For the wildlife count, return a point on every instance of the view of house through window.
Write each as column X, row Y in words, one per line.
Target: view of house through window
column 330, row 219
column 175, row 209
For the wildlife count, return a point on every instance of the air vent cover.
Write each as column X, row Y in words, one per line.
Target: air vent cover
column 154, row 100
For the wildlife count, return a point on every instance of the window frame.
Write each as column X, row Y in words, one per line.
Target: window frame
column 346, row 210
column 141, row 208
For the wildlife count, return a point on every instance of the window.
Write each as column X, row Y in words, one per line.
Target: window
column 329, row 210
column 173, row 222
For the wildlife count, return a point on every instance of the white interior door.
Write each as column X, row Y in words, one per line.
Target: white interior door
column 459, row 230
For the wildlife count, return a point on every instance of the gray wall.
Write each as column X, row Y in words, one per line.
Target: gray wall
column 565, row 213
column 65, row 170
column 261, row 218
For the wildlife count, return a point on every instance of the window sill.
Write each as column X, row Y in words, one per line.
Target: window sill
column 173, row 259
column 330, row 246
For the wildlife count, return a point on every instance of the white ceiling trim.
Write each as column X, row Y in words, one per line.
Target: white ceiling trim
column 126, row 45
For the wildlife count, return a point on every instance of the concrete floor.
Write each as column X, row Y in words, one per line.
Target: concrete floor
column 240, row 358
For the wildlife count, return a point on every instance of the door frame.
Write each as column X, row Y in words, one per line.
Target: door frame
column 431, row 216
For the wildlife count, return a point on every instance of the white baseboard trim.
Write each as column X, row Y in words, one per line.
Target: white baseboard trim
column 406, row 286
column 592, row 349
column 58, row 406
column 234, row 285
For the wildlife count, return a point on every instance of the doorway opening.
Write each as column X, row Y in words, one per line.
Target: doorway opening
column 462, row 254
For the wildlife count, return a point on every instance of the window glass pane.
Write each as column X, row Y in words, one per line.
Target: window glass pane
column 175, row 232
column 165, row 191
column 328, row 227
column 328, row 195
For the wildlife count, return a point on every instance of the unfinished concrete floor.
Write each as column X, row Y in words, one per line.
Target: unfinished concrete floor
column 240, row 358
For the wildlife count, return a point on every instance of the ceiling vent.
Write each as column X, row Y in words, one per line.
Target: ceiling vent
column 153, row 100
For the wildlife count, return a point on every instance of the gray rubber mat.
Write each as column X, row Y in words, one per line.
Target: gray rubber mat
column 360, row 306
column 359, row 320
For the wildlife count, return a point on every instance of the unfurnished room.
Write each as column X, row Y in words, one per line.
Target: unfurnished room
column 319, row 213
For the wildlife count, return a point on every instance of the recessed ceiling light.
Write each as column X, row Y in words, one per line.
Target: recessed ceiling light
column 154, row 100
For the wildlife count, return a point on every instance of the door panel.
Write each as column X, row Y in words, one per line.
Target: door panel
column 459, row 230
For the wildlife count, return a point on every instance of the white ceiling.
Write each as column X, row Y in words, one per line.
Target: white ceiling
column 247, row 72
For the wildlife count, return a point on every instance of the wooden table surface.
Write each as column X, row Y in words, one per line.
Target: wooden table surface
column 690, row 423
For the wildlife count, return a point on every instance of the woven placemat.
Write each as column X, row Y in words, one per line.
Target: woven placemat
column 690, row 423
● ● ●
• [What is asked]
Please format every line of the entries above as a Markdown table with the columns No and Line, numbering each row and skipping blank lines.

• [Final result]
| No | Line |
|---|---|
| 1 | For the wildlife count, return a point on every instance of the view of house through window. |
| 2 | Write each as column X, row Y in words, one per line. |
| 3 | Target: view of house through window |
| 4 | column 330, row 219 |
| 5 | column 175, row 209 |
| 6 | For the wildlife count, return a point on every instance of the air vent cover. |
| 7 | Write each as column X, row Y in words, one per line. |
| 8 | Target: air vent cover |
| 9 | column 154, row 100 |
| 10 | For the wildlife count, return a point on every instance of the window frame. |
| 11 | Write each as column X, row Y in words, one per line. |
| 12 | Target: window frame |
| 13 | column 346, row 210 |
| 14 | column 141, row 208 |
| 15 | For the wildlife count, return a point on every instance of the window. |
| 16 | Write each as column X, row Y in words, one per line. |
| 17 | Target: window |
| 18 | column 329, row 210 |
| 19 | column 173, row 222 |
| 20 | For the wildlife count, return a point on every instance of the white interior door. |
| 21 | Write each as column X, row Y in words, one per line. |
| 22 | Target: white interior door |
| 23 | column 459, row 230 |
| 24 | For the wildlife count, return a point on every instance of the gray wall. |
| 25 | Write each as column X, row Y in words, one per line. |
| 26 | Target: gray wall |
| 27 | column 565, row 213 |
| 28 | column 65, row 170 |
| 29 | column 261, row 218 |
| 30 | For the wildlife count, return a point on every instance of the window sill. |
| 31 | Write each as column X, row Y in words, one per line. |
| 32 | Target: window sill |
| 33 | column 173, row 259 |
| 34 | column 330, row 246 |
| 35 | For the wildlife count, return a point on every instance of the white ceiling trim. |
| 36 | Write each as column X, row Y in words, one per line. |
| 37 | Target: white ceiling trim |
| 38 | column 126, row 45 |
| 39 | For the wildlife count, return a point on every instance of the concrete floor. |
| 40 | Write each as column X, row Y in words, one per line. |
| 41 | Target: concrete floor |
| 42 | column 240, row 358 |
| 43 | For the wildlife count, return a point on every instance of the door frame. |
| 44 | Write each as column X, row Y in words, one per line. |
| 45 | Target: door frame |
| 46 | column 431, row 216 |
| 47 | For the wildlife count, return a point on every instance of the white baseboard trim. |
| 48 | Write each as column X, row Y in words, one per line. |
| 49 | Target: white baseboard trim |
| 50 | column 406, row 286 |
| 51 | column 592, row 349 |
| 52 | column 58, row 406 |
| 53 | column 234, row 285 |
| 54 | For the wildlife count, return a point on every instance of the doorway opening. |
| 55 | Write each as column X, row Y in words, one per line. |
| 56 | Target: doorway opening |
| 57 | column 462, row 254 |
| 58 | For the wildlife count, return a point on every instance of the window glass pane. |
| 59 | Write each as column X, row Y in words, one per line. |
| 60 | Target: window glass pane |
| 61 | column 175, row 232 |
| 62 | column 165, row 191 |
| 63 | column 328, row 227 |
| 64 | column 328, row 195 |
| 65 | For the wildlife count, return a point on every instance of the unfinished concrete floor. |
| 66 | Write each as column X, row Y in words, one per line. |
| 67 | Target: unfinished concrete floor |
| 68 | column 240, row 358 |
| 69 | For the wildlife count, return a point on every instance of the ceiling vent. |
| 70 | Write each as column X, row Y in words, one per line. |
| 71 | Target: ceiling vent |
| 72 | column 153, row 100 |
| 73 | For the wildlife count, return a point on every instance of the gray rubber mat. |
| 74 | Write each as column X, row Y in words, one per line. |
| 75 | Target: gray rubber mat |
| 76 | column 360, row 306 |
| 77 | column 359, row 320 |
| 78 | For the wildlife count, return a point on every instance of the unfurnished room. |
| 79 | Write each as column X, row Y in words, one per line. |
| 80 | Target: unfurnished room |
| 81 | column 319, row 213 |
| 82 | For the wildlife count, return a point on every instance of the recessed ceiling light. |
| 83 | Write each as column X, row Y in words, one per line. |
| 84 | Target: recessed ceiling light |
| 85 | column 154, row 100 |
| 86 | For the wildlife count, return a point on every instance of the door panel. |
| 87 | Write each as column X, row Y in words, one per line. |
| 88 | Target: door panel |
| 89 | column 459, row 230 |
| 90 | For the wildlife count, return a point on every instance of the white ceiling. |
| 91 | Write each as column X, row Y in words, one per line. |
| 92 | Target: white ceiling |
| 93 | column 247, row 72 |
| 94 | For the wildlife count, return a point on every instance of the wooden table surface. |
| 95 | Write each as column X, row Y in words, one per line. |
| 96 | Target: wooden table surface |
| 97 | column 690, row 423 |
| 98 | For the wildlife count, return a point on every instance of the woven placemat. |
| 99 | Write each as column X, row Y in words, one per line. |
| 100 | Target: woven placemat |
| 101 | column 690, row 423 |